Task objective: Can you update the records below, starting at the line containing "of the large" and ending at the line containing "pixel 61 60", so that "cumulus" becomes "storm" and nothing else changes?

Stored items
----------------------------------------

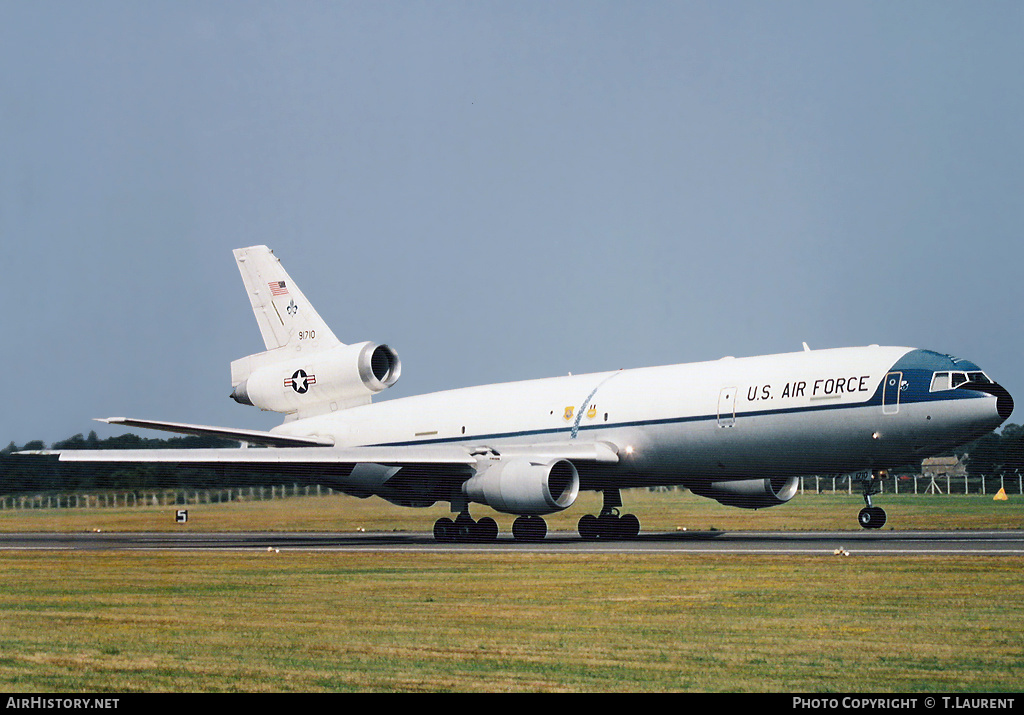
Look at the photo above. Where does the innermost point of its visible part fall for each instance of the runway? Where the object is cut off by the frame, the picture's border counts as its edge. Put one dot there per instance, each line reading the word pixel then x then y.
pixel 971 544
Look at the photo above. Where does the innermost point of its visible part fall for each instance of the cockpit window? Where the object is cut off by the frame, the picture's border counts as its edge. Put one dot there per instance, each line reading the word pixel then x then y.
pixel 952 380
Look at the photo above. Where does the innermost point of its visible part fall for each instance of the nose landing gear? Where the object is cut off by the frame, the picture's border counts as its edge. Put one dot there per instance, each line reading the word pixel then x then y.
pixel 609 524
pixel 871 516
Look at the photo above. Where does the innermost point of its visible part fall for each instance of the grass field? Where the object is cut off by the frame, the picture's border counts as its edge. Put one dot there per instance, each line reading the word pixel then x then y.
pixel 658 511
pixel 299 622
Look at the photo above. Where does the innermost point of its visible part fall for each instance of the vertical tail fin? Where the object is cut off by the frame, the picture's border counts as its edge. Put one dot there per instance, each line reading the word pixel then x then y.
pixel 305 370
pixel 282 310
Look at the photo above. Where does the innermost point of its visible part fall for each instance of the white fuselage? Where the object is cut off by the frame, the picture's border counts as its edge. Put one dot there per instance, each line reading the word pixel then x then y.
pixel 801 413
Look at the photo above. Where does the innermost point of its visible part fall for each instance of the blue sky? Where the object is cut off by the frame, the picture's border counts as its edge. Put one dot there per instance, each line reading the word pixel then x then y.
pixel 498 191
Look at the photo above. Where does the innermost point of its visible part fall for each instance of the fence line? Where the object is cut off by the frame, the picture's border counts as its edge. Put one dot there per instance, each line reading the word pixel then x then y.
pixel 143 498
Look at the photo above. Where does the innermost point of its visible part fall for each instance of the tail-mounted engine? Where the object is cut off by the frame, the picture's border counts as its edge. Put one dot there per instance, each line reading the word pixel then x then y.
pixel 751 494
pixel 314 382
pixel 521 487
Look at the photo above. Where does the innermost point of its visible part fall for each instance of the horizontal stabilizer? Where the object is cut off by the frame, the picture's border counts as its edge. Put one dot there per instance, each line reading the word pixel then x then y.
pixel 251 436
pixel 294 456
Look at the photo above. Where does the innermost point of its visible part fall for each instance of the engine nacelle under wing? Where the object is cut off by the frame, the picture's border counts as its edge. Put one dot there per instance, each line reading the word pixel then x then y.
pixel 340 377
pixel 521 487
pixel 751 494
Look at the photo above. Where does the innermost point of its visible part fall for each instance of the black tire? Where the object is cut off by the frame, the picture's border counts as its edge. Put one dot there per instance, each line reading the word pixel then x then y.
pixel 588 527
pixel 444 530
pixel 486 530
pixel 629 527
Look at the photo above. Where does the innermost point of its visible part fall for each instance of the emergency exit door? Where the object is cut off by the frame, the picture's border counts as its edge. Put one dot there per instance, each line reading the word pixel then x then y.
pixel 727 407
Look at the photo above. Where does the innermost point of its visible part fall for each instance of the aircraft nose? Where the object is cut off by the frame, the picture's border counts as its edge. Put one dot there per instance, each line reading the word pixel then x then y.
pixel 1004 402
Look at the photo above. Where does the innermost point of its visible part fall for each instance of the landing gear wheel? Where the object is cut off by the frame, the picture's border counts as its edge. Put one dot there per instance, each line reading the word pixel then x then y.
pixel 629 527
pixel 529 529
pixel 588 527
pixel 444 530
pixel 871 517
pixel 485 530
pixel 464 527
pixel 607 526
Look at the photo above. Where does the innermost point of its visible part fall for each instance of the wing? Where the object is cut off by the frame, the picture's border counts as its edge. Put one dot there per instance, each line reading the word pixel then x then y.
pixel 407 474
pixel 250 436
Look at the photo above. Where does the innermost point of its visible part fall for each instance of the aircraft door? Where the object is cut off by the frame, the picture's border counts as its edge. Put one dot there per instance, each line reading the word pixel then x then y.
pixel 890 393
pixel 727 407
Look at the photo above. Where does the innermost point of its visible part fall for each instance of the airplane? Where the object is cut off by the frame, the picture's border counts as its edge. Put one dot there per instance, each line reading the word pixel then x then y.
pixel 737 430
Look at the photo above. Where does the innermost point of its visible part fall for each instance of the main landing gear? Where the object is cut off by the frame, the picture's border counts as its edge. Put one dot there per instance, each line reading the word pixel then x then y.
pixel 871 516
pixel 609 524
pixel 465 529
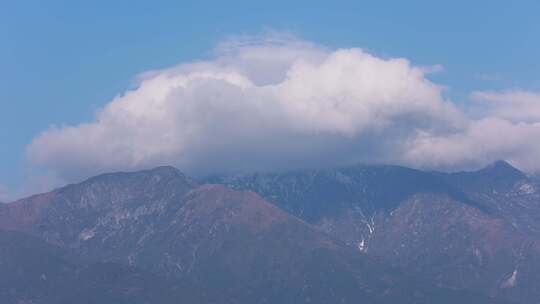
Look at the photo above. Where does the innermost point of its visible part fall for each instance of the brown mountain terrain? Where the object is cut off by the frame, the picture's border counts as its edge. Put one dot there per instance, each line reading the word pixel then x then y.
pixel 201 243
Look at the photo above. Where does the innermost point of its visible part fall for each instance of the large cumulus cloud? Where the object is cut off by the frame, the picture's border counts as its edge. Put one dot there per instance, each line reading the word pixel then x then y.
pixel 278 102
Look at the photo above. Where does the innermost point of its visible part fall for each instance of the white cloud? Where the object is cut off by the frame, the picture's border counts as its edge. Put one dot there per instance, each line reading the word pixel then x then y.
pixel 274 103
pixel 518 106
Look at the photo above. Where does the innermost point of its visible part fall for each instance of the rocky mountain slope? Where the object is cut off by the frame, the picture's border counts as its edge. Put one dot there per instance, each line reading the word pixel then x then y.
pixel 475 230
pixel 203 243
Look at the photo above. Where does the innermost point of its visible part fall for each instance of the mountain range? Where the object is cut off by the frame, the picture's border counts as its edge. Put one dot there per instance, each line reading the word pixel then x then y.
pixel 357 234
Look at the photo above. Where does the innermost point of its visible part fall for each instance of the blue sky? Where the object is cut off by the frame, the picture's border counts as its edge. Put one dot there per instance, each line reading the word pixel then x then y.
pixel 61 60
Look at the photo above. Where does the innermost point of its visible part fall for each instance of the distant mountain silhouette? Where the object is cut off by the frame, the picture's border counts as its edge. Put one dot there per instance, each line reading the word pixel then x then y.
pixel 359 234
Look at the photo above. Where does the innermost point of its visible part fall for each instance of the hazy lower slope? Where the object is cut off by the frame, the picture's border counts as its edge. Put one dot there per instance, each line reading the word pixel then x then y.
pixel 235 246
pixel 476 230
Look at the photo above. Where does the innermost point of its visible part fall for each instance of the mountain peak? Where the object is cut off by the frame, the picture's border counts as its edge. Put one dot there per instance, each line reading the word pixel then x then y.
pixel 502 167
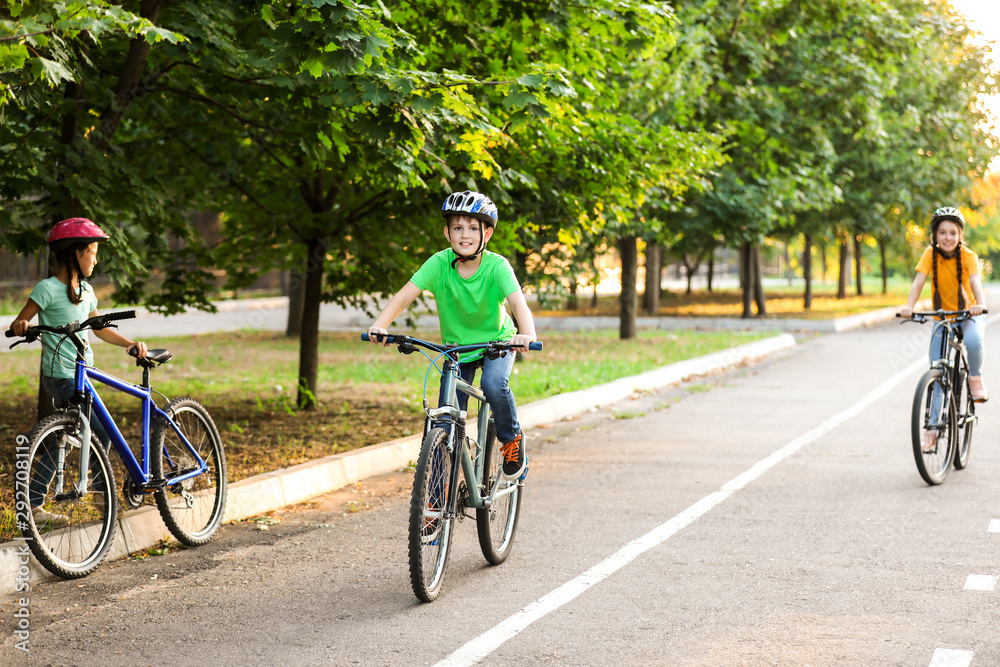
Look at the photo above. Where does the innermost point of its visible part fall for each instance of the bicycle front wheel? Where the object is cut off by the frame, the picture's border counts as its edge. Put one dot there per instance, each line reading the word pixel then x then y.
pixel 497 524
pixel 934 411
pixel 966 421
pixel 68 532
pixel 430 528
pixel 192 508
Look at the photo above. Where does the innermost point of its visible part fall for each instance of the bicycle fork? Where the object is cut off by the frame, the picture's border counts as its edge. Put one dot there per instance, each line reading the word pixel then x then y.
pixel 64 447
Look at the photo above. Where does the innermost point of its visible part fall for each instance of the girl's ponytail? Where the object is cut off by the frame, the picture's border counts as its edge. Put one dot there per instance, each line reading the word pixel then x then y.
pixel 67 257
pixel 961 290
pixel 936 292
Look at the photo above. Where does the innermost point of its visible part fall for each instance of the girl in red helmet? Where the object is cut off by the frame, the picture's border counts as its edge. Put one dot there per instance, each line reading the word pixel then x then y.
pixel 64 298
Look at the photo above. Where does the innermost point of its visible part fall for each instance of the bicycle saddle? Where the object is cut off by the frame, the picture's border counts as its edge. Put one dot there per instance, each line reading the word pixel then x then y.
pixel 153 358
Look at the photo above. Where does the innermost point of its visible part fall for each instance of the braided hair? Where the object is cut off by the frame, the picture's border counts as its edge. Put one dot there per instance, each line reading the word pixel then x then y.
pixel 958 261
pixel 67 257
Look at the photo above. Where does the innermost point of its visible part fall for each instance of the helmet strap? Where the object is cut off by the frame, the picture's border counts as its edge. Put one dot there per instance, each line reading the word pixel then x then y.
pixel 482 245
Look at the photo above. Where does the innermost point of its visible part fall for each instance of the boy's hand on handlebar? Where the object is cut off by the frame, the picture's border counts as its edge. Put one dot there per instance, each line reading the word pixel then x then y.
pixel 520 342
pixel 379 336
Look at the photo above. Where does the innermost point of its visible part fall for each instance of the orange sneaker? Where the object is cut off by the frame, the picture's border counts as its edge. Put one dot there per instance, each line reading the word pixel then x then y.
pixel 513 456
pixel 978 389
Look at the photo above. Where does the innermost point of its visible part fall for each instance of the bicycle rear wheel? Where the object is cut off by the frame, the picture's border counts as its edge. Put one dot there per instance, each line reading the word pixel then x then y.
pixel 497 524
pixel 69 533
pixel 934 464
pixel 193 508
pixel 967 420
pixel 430 531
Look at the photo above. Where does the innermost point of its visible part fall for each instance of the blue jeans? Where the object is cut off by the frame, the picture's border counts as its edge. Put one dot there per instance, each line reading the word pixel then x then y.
pixel 61 390
pixel 972 335
pixel 496 374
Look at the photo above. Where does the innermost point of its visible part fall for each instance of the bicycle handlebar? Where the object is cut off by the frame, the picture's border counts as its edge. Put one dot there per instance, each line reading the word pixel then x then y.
pixel 97 322
pixel 921 316
pixel 407 340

----------------------------------------

Exercise response:
Look at the photo above. Where does the innermost point of its visible part fall for each instance of the large storm cloud? Where the object is cut off by the frame, the picture's border counts as its edge. Put one dot there per instance, each line reading the word pixel then x then y.
pixel 278 102
Look at the photo above. Where does the innermost point of its visible part fall for each instance of the white cloud? Where the object is cut off by the frame, the picture's border counts as its edge. Put one dot there per instance, each line reading the word pixel then x then y.
pixel 274 103
pixel 518 106
Look at the photo above. Where does the innermost point of its visible part fall for each instance of the rocky mountain slope? Where the object is cut off by the frame, the picture's border counts as its edge. Put one dot there per instance, each line reading the word pixel then x then y.
pixel 475 230
pixel 203 243
Look at the photo above. Where does the innermost point of its visible part fall for each instance of the mountain range? Where the object is cut off by the frame, the picture's border counts as its edge. Put one dot there per instance, each line reading the word pixel then x then y.
pixel 357 234
Look at the photo above. Where does the innermost point of its visible part fall for each instance of the blue sky? Where the object is cut off by the frame, the picture's border counts as its edge. Put one dot there per instance, each line reading the word pixel then x then y.
pixel 61 60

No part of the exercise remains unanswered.